What you have to do: Whenever a line below holds the word "duck", copy that line.

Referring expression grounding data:
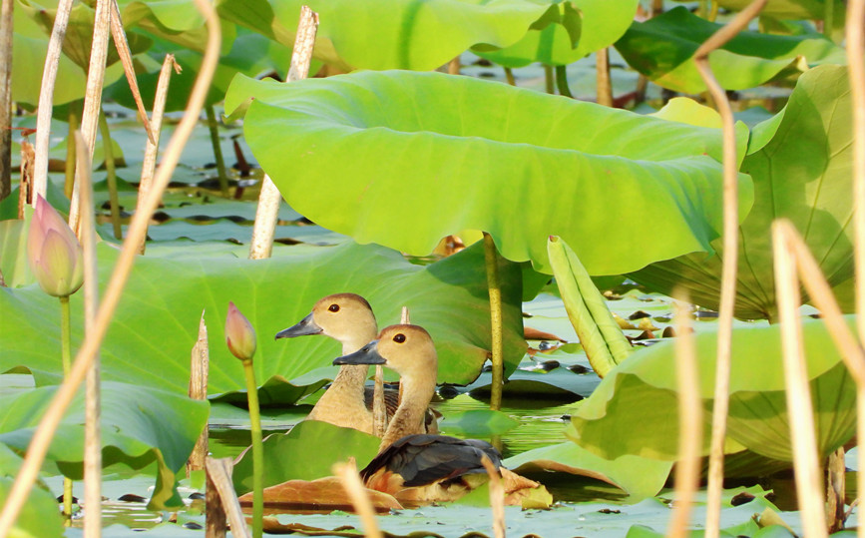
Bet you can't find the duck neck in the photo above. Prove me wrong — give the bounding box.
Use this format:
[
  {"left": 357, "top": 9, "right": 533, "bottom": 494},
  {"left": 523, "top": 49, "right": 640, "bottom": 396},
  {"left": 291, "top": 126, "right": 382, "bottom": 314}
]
[
  {"left": 378, "top": 374, "right": 436, "bottom": 451},
  {"left": 308, "top": 337, "right": 374, "bottom": 427}
]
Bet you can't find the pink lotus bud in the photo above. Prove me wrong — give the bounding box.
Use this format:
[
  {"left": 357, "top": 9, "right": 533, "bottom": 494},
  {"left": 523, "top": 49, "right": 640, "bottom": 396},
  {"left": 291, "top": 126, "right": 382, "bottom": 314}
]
[
  {"left": 27, "top": 195, "right": 84, "bottom": 298},
  {"left": 226, "top": 301, "right": 257, "bottom": 361}
]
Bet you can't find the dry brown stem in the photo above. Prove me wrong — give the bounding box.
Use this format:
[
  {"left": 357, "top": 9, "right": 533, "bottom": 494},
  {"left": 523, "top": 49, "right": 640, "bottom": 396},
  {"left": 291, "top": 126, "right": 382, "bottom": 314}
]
[
  {"left": 109, "top": 0, "right": 154, "bottom": 144},
  {"left": 480, "top": 455, "right": 505, "bottom": 538},
  {"left": 596, "top": 48, "right": 612, "bottom": 107},
  {"left": 32, "top": 0, "right": 74, "bottom": 203},
  {"left": 667, "top": 290, "right": 701, "bottom": 538},
  {"left": 187, "top": 311, "right": 209, "bottom": 476},
  {"left": 18, "top": 140, "right": 34, "bottom": 218},
  {"left": 0, "top": 0, "right": 12, "bottom": 203},
  {"left": 249, "top": 6, "right": 319, "bottom": 260},
  {"left": 333, "top": 460, "right": 382, "bottom": 538},
  {"left": 772, "top": 220, "right": 828, "bottom": 537},
  {"left": 0, "top": 0, "right": 220, "bottom": 532},
  {"left": 692, "top": 2, "right": 767, "bottom": 535},
  {"left": 206, "top": 457, "right": 250, "bottom": 537}
]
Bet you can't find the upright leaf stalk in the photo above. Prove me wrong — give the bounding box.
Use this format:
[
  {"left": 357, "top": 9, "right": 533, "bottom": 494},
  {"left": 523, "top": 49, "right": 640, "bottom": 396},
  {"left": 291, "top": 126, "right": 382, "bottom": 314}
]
[{"left": 483, "top": 232, "right": 503, "bottom": 411}]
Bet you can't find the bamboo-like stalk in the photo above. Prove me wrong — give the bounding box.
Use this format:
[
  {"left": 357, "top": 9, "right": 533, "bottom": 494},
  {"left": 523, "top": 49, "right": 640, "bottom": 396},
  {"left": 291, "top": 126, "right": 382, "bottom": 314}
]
[
  {"left": 479, "top": 455, "right": 505, "bottom": 538},
  {"left": 0, "top": 0, "right": 220, "bottom": 532},
  {"left": 845, "top": 7, "right": 865, "bottom": 533},
  {"left": 205, "top": 104, "right": 229, "bottom": 197},
  {"left": 667, "top": 290, "right": 701, "bottom": 538},
  {"left": 483, "top": 232, "right": 504, "bottom": 411},
  {"left": 596, "top": 48, "right": 613, "bottom": 107},
  {"left": 692, "top": 2, "right": 767, "bottom": 535},
  {"left": 0, "top": 0, "right": 12, "bottom": 203},
  {"left": 32, "top": 0, "right": 74, "bottom": 204},
  {"left": 75, "top": 130, "right": 101, "bottom": 538},
  {"left": 772, "top": 220, "right": 828, "bottom": 537},
  {"left": 249, "top": 6, "right": 319, "bottom": 260},
  {"left": 69, "top": 0, "right": 113, "bottom": 235},
  {"left": 98, "top": 110, "right": 122, "bottom": 239},
  {"left": 136, "top": 54, "right": 179, "bottom": 255},
  {"left": 108, "top": 0, "right": 154, "bottom": 144},
  {"left": 206, "top": 457, "right": 250, "bottom": 538},
  {"left": 187, "top": 311, "right": 209, "bottom": 477},
  {"left": 333, "top": 460, "right": 381, "bottom": 538}
]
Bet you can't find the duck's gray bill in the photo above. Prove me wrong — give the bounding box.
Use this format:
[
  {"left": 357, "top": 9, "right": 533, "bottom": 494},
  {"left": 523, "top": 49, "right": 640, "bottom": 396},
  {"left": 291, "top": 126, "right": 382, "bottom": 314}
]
[
  {"left": 333, "top": 341, "right": 386, "bottom": 365},
  {"left": 275, "top": 313, "right": 322, "bottom": 340}
]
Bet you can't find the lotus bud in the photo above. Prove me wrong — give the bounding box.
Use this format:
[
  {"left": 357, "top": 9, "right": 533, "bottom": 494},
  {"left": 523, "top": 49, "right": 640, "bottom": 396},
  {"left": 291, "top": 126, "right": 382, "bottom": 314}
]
[
  {"left": 27, "top": 194, "right": 84, "bottom": 298},
  {"left": 226, "top": 301, "right": 257, "bottom": 361}
]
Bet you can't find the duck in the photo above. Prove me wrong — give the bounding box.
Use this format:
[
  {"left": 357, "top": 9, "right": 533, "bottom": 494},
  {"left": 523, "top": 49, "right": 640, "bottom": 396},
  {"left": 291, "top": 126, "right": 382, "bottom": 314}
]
[
  {"left": 333, "top": 324, "right": 541, "bottom": 505},
  {"left": 275, "top": 294, "right": 438, "bottom": 436}
]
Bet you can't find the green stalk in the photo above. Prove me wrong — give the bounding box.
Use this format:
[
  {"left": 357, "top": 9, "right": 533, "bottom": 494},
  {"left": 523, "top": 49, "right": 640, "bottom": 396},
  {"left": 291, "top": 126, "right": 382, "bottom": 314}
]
[
  {"left": 543, "top": 65, "right": 554, "bottom": 95},
  {"left": 242, "top": 358, "right": 263, "bottom": 537},
  {"left": 205, "top": 104, "right": 229, "bottom": 197},
  {"left": 555, "top": 65, "right": 573, "bottom": 98},
  {"left": 823, "top": 0, "right": 834, "bottom": 39},
  {"left": 709, "top": 0, "right": 720, "bottom": 21},
  {"left": 59, "top": 295, "right": 73, "bottom": 519},
  {"left": 503, "top": 67, "right": 515, "bottom": 86},
  {"left": 483, "top": 232, "right": 503, "bottom": 411},
  {"left": 64, "top": 113, "right": 77, "bottom": 200},
  {"left": 97, "top": 109, "right": 121, "bottom": 240}
]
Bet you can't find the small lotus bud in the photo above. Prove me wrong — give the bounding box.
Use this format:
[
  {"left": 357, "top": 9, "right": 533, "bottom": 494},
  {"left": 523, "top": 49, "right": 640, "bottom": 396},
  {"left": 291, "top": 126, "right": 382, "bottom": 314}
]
[
  {"left": 27, "top": 195, "right": 84, "bottom": 298},
  {"left": 226, "top": 301, "right": 257, "bottom": 361}
]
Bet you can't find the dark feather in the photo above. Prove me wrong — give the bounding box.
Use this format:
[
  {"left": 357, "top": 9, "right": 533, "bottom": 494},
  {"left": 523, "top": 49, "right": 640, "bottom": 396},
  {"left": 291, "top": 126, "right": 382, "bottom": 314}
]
[{"left": 360, "top": 434, "right": 502, "bottom": 487}]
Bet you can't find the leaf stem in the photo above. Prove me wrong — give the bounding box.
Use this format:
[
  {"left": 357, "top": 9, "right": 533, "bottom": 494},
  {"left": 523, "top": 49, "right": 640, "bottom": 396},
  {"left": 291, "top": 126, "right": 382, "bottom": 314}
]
[
  {"left": 483, "top": 232, "right": 503, "bottom": 411},
  {"left": 554, "top": 65, "right": 573, "bottom": 98},
  {"left": 98, "top": 108, "right": 121, "bottom": 240},
  {"left": 543, "top": 65, "right": 554, "bottom": 95},
  {"left": 242, "top": 358, "right": 263, "bottom": 537},
  {"left": 59, "top": 294, "right": 73, "bottom": 519},
  {"left": 503, "top": 67, "right": 515, "bottom": 86},
  {"left": 205, "top": 104, "right": 229, "bottom": 197}
]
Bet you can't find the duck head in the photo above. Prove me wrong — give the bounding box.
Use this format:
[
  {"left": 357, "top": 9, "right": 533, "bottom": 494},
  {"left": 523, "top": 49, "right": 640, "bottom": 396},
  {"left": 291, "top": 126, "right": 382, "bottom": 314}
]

Solution to this problem:
Bet you can't find the duck neck in the photo above. Prove me wrong — give the bounding box.
Bet you can't find the duck's gray bill in the photo above. Prove me wrong — give the bounding box.
Bet you can't find the duck in the photo above. Prove me wrong — give the bounding box.
Bet you can't find the duck head in the photo above. Prove me wrong — give the bounding box.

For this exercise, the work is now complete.